▶ **Datos proporcionados**:
________________________

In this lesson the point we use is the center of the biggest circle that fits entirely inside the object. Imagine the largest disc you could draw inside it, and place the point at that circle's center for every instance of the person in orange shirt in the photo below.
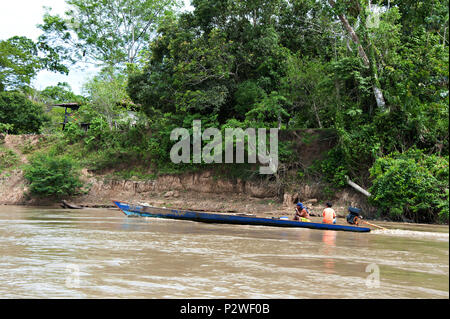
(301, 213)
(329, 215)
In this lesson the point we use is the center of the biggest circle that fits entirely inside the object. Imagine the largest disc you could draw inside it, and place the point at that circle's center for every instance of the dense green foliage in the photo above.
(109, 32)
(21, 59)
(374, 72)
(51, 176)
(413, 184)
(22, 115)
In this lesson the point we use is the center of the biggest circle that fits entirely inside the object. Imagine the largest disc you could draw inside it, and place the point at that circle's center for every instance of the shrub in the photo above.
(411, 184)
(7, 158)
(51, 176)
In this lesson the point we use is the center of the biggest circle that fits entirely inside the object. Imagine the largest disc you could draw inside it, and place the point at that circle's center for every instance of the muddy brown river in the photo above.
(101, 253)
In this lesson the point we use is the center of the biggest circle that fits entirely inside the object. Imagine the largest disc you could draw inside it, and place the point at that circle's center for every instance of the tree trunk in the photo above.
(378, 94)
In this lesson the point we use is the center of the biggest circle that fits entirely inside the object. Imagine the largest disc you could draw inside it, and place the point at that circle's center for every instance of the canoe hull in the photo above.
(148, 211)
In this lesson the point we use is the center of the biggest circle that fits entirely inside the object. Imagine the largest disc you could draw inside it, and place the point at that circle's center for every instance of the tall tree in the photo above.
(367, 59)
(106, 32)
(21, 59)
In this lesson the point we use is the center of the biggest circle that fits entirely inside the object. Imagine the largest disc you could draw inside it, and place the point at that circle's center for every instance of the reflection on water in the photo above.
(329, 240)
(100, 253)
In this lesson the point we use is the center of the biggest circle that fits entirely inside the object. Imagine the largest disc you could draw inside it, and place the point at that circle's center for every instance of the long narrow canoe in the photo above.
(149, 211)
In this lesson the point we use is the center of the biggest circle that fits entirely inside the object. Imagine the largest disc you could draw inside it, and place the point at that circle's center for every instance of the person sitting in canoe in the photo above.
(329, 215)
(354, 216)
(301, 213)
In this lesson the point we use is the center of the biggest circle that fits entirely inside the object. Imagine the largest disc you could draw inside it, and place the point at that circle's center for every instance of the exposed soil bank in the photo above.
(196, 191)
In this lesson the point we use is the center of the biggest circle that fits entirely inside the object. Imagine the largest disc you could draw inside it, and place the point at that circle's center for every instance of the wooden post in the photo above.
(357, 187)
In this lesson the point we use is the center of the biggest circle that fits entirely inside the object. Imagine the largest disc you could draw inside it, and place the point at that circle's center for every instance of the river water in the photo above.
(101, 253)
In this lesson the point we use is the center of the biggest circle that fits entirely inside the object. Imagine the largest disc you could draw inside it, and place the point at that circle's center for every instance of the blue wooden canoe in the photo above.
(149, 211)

________________________

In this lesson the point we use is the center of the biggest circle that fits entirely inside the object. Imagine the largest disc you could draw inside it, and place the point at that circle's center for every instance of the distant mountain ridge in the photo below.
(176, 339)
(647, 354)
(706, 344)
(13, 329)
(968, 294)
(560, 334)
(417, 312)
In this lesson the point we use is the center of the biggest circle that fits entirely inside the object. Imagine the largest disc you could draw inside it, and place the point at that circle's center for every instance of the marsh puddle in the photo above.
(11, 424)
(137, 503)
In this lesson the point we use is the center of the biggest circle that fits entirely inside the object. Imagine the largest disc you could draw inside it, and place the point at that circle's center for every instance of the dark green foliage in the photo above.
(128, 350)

________________________

▶ **Requisitos del ejercicio**:
Enumera todas las líneas del material en las que aparece la palabra "below", copiándolas tal como figuran.

▶ **Resultado final**:
In this lesson the point we use is the center of the biggest circle that fits entirely inside the object. Imagine the largest disc you could draw inside it, and place the point at that circle's center for every instance of the person in orange shirt in the photo below.
In this lesson the point we use is the center of the biggest circle that fits entirely inside the object. Imagine the largest disc you could draw inside it, and place the point at that circle's center for every instance of the distant mountain ridge in the photo below.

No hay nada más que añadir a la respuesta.